***** Selected extract *****

# Adding an outlet for above the range microwave



## casl37 (Mar 5, 2010)

Hello, all.

The range/microwave from the early 80s in my kitchen need replacing. It is actually a single unit. The wall only has the big 3 prong plug for the range. Can I add an outlet above for the microwave by getting the power from the big plug? Should I just hire an electrician to come do it? I hate hiring simple jobs out. 

Thanks a bunch!

-C


----------



## daveb1 (Jan 15, 2010)

You cannot tap into your stove recepticle to power a micro wave or anything else.The microwave should be on it's own dedicated circuit.


----------



## Five Arrows (Feb 27, 2010)

*Know enough to get you into trouble*

That big plug has a big wire with a big breaker and twice as much voltage and many times the amps as you are looking for. You could literally kill yourself here. If you were going to make this plug without running a new 20 amp circuit. That means 12 gauge wire. It is supposed to be on its own circuit. Look to grab the power from the clothes washer (not dryer), garbage disposal, or kitchen outlet. 

Do you have a fan above the stove? If you do it has power that you could wire into a plug. All in all I'd try to send you to an electrician. You are also buying peace of mind and sleeping safely at night.


----------



## Just Bill (Dec 21, 2008)

You may be able to get power from a 20A garbage disposal circuit, but you cannot use the countertop circuits. A fan circuit is likely 15A, therefore no good. Definitely not from the range circuit.


----------



## Scuba_Dave (Jan 16, 2009)

The new microwave needs a dedicated circuit now
Unsafe & againt code to tap into the range 240v outlet
Laundry area requires a dedicated circuit, you can't add on to that - against code
---Washers can pull well over 7a, every time you do laundry & use the microwave thebreaker will trip
Kitchen counters require (2) dedicated circuits - you can't pull power from there either


----------



## casl37 (Mar 5, 2010)

There is no fan above the range, no go there.

The range is on the opposite wall of garbage disposal, no go there. 

There is a wall plug about 2 ft right, 3 ft down, maybe a go? Does this mean drywall removal/replacing?

I would rather not die doing it if at all possible. 

Thanks again for all the help,

-C


----------



## Scuba_Dave (Jan 16, 2009)

***** Dataset content *****

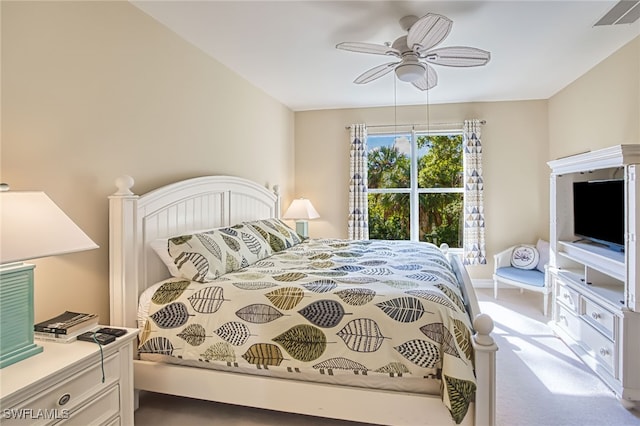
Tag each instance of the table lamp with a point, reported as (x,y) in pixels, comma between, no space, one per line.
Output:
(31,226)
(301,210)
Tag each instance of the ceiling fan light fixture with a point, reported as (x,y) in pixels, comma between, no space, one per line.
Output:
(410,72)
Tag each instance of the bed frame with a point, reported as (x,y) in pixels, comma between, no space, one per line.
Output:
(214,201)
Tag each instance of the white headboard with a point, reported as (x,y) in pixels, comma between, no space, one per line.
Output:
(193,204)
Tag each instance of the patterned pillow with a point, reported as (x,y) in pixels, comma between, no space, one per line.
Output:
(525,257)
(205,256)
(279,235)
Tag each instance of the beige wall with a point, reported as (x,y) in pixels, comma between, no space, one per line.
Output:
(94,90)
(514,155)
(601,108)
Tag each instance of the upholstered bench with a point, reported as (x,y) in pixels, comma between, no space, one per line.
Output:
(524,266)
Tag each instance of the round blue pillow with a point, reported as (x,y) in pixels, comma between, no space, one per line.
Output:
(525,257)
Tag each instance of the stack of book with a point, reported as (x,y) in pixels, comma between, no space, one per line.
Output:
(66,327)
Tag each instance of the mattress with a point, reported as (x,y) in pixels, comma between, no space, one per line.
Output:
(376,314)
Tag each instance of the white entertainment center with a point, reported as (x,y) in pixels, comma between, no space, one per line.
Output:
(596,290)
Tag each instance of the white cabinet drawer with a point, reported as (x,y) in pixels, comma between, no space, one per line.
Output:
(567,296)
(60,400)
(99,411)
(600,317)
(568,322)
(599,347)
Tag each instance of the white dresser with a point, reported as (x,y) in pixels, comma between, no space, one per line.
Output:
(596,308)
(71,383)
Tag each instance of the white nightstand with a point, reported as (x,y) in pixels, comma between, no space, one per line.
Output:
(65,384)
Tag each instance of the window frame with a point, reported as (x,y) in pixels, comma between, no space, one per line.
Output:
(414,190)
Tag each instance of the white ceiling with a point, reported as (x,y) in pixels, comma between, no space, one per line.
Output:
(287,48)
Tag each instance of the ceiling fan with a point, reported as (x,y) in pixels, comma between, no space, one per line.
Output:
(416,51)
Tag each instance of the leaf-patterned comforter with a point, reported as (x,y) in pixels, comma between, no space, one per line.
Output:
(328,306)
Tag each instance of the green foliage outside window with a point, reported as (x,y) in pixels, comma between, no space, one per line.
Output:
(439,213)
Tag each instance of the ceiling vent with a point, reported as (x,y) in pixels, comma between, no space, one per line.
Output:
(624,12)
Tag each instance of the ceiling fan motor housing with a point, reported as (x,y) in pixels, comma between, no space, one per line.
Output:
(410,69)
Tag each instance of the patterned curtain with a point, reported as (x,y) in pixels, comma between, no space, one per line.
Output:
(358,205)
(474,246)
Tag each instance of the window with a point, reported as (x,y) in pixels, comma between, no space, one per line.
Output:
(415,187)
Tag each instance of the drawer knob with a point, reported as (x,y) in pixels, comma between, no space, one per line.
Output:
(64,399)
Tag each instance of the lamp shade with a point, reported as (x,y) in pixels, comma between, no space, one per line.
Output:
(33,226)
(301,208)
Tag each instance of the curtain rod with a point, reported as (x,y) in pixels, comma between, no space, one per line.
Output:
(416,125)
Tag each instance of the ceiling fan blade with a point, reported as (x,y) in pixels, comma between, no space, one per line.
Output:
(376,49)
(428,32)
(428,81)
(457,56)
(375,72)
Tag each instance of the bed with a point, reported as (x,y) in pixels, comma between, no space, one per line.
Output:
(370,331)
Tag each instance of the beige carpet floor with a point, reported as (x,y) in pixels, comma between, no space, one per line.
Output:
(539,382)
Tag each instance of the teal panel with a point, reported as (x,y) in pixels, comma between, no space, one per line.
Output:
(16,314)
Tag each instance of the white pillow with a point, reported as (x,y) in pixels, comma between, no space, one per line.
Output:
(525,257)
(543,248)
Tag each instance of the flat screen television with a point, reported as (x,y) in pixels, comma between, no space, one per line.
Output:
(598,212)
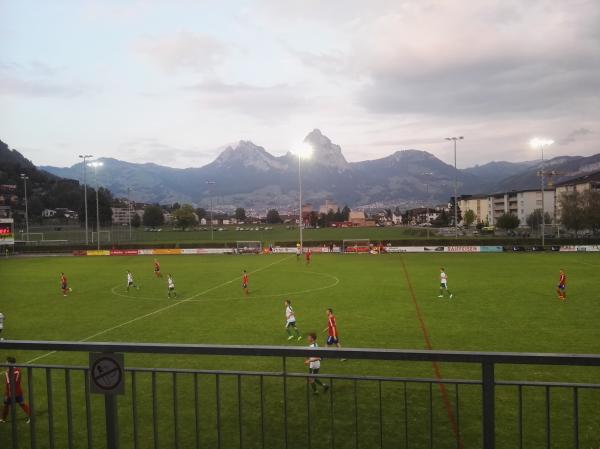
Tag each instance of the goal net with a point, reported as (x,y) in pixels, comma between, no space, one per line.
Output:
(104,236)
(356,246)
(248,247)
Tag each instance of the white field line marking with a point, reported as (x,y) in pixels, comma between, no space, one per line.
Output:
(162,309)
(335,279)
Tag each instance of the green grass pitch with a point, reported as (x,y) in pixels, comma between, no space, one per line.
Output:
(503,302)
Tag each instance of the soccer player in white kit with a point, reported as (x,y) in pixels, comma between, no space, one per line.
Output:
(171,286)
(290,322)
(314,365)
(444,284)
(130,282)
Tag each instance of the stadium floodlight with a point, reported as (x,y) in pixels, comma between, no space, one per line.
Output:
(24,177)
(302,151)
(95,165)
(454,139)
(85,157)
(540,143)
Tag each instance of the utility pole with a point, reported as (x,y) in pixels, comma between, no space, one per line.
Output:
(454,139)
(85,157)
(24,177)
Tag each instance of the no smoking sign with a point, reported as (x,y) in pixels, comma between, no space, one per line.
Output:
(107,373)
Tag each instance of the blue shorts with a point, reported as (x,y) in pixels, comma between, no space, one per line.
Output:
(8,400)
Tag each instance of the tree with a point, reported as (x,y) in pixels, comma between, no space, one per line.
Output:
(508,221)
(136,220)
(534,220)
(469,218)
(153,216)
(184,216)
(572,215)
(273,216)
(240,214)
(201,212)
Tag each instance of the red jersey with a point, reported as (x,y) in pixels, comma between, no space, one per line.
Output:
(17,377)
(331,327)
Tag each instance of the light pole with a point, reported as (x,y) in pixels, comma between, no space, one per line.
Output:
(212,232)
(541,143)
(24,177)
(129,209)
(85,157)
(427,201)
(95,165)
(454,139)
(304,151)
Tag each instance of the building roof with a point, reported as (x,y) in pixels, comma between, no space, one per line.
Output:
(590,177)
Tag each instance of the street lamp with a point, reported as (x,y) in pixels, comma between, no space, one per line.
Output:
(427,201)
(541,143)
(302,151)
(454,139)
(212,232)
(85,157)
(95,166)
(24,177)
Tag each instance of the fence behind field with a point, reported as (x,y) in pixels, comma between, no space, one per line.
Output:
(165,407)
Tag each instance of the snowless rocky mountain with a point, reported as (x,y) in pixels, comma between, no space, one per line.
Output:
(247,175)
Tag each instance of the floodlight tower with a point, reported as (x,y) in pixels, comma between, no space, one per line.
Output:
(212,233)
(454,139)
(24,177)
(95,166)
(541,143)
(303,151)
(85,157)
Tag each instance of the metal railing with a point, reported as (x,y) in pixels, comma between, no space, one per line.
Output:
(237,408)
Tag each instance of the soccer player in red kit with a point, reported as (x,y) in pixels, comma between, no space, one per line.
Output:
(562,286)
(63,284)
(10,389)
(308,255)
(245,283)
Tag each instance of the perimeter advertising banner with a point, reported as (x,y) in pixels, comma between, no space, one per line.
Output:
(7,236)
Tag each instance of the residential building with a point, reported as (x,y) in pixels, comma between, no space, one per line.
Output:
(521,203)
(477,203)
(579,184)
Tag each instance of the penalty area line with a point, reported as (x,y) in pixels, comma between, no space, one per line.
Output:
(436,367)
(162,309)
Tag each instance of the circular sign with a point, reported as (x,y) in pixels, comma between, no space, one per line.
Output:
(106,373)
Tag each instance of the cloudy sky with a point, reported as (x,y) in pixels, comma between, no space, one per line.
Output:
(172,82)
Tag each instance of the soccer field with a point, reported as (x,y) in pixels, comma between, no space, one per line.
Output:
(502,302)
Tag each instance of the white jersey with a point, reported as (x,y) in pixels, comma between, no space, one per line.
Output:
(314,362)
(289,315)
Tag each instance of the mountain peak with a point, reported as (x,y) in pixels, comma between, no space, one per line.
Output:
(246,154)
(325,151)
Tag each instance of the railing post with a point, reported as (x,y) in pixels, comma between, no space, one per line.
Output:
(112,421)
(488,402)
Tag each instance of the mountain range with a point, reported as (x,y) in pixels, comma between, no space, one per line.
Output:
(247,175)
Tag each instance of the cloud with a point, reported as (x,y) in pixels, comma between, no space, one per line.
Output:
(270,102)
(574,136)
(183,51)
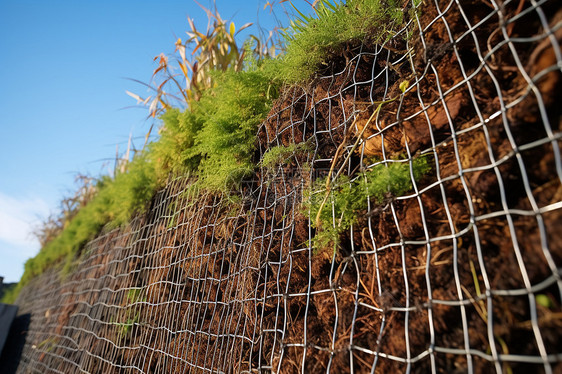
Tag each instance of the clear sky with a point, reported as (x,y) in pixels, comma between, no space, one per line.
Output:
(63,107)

*****
***** Dataset content *****

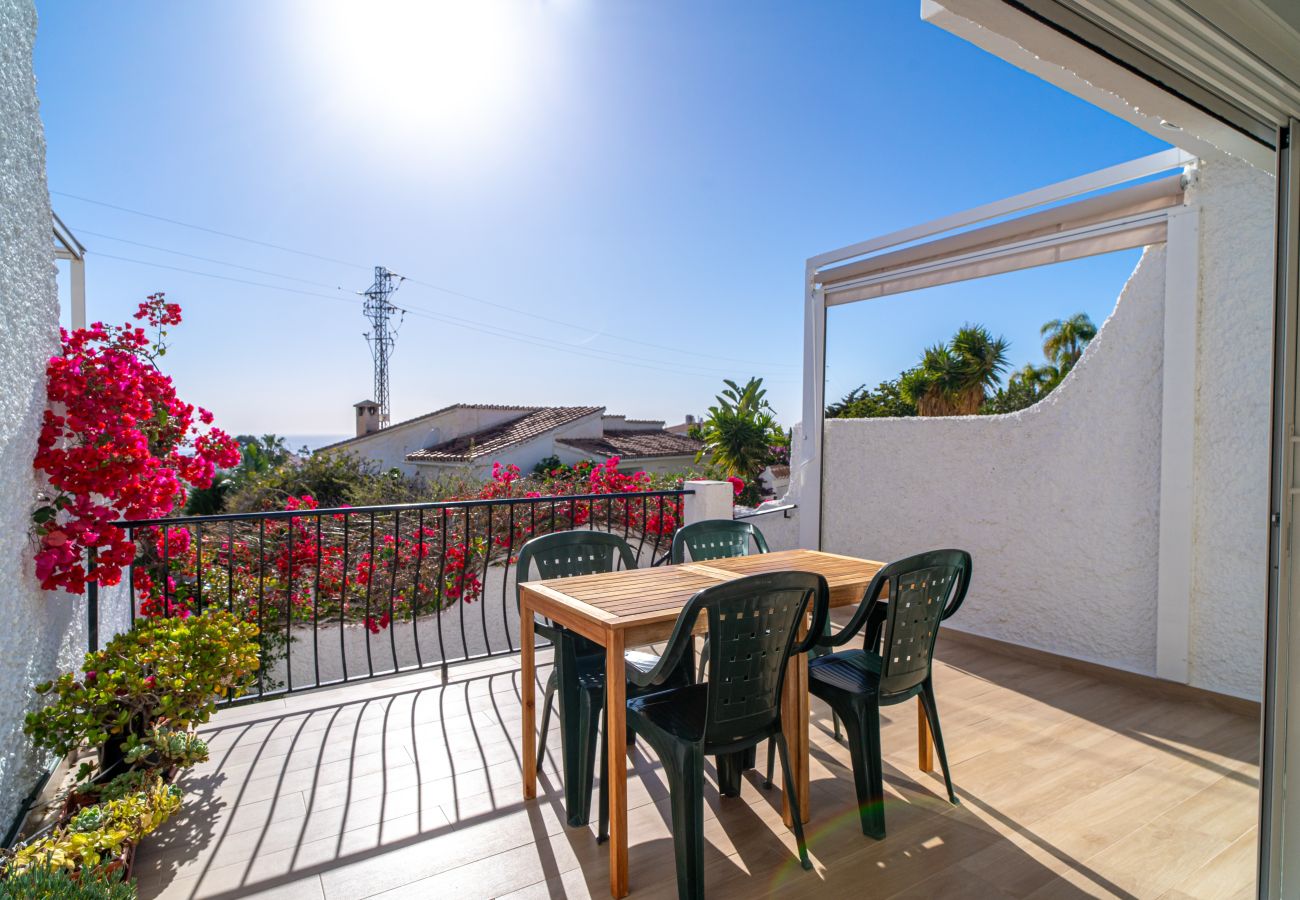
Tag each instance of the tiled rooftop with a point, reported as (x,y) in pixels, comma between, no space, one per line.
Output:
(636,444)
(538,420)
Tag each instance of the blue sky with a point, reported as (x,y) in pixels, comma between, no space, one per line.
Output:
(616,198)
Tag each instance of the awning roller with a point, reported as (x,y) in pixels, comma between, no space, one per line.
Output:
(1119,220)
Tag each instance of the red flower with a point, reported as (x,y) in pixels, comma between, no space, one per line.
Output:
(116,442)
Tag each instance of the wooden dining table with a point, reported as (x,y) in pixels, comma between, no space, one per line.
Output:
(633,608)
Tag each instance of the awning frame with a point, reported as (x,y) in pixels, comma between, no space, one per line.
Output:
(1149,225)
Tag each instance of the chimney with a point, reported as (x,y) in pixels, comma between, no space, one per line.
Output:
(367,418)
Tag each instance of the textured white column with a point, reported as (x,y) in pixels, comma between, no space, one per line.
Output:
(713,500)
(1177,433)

*****

Written exercise 1: In the microwave outlet thread, what size circuit and wire gauge does Five Arrows say a new run would need?
Written exercise 2: Reproduce the microwave outlet thread from "Hello, all." to "Thanks a bunch!".
Written exercise 3: Carry on the thread about adding a microwave outlet above the range from the point where it stops.

Answer 1: A 20 amp circuit, which means 12 gauge wire.

Answer 2:
Hello, all.

The range/microwave from the early 80s in my kitchen need replacing. It is actually a single unit. The wall only has the big 3 prong plug for the range. Can I add an outlet above for the microwave by getting the power from the big plug? Should I just hire an electrician to come do it? I hate hiring simple jobs out. 

Thanks a bunch!

Answer 3:
You need a new dedicated circuit for the microwave


----------



## secutanudu (Mar 15, 2009)

Scuba_Dave said:


> You need a new dedicated circuit for the microwave


This means you need to run 12/2 wire from your electrical panel to the microwave and install a 20 Amp breaker. This will likely involve patching drywall, but not necessarily. Where is your electrical panel?

If you're not experienced with doing work in the panel, sounds like time to call an electrician.


----------



## daveb1 (Jan 15, 2010)

casl37 said:


> Hello, all.
> 
> Should I just hire an electrician to come do it? I hate hiring simple jobs out.
> 
> ...


 This is not necessarily a simple job depending on how far to your panel. Electricians have many more ways than diyers for fishing walls without damage. I think you might need one.:thumbsup:


----------



## Scuba_Dave (Jan 16, 2009)

busman said:


> Is there anything in the NEC (other than the requirements to follow the manufacturer's instructions) that requires it to be dedicated?
> 
> Mark


Yes, over the range microwaves require a dedicated circuit by NEC code
Many of these can pull 1800w

Discussion on Code for this moved here:

http://www.diychatroom.com/f39/discussion-mw-dedicated-circuit-66086/


----------



## Five Arrows (Feb 27, 2010)

*code vs diy workable*

It is true that code requires this to be on it's own 20 amp circut but we all know that it is possible to run a microwave on a 15 amp circut if there isn't too much else on it. If all you have are a few lamps and maybe a tv on a circut it can easily power a microwave safely. I assumed since this was a diy forum with people who want to try it themselves they just wanted a workable solution. this is different if you live in the house you are trying to burn down than if you work on someone elses house. 

It isn't hard to get a line (12 gauge wire) from the breaker box to your area. No splices this is one piece of wire. The wire will be stapled to wood so follow the trusses. If there isn't a piece of wood bridging across the trusses then you will want to put one in. Think what would happen if a person accidentally stepped on it. It runs through the attic and down or under the house and up into the bay behind the future micro. If you pulled the wire (leave lots of slack and don't cut the end off) then called an electrician to make the connection to the box and wire the plug in the wall then you are probably under $250 for the job Ask for a per hour rate for a journeyman and a helper. The helper attaches the wire in the attic and the journeyman makes the connections. I typically pay 55/hr for a journeyman and 45/ hr for a helper

The electrician can cut the wall open where they need to by the pannel. You will have a drywall repair or an access cover over this area. go to a box store and figure out what you are comfortable with. I'd also let the electrician cut the box in for the micro. It is easy to do with the right tools and they can drill through the top plate easily and pull the wire into the wall cavity. This is why you will want 10 ft of slack at the point where it goes into the wall.

you have measured from the bottom of your new microwave to the range top haven't you?

Hope this helps


----------



## casl37 (Mar 5, 2010)

Well this is no-bueno.

Two story house, so no attic to run the line. Concrete foundation, so can't go underneath. My breaker box is in the garage, across a hallway and about 8 feet from where the plug would need to be. I don't see how we could give the microwave its own dedicated circuit breaker without it becoming a major project. 

Thoughts??

I think Mark is still waiting on that NEC code which makes the independent breaker a requirement.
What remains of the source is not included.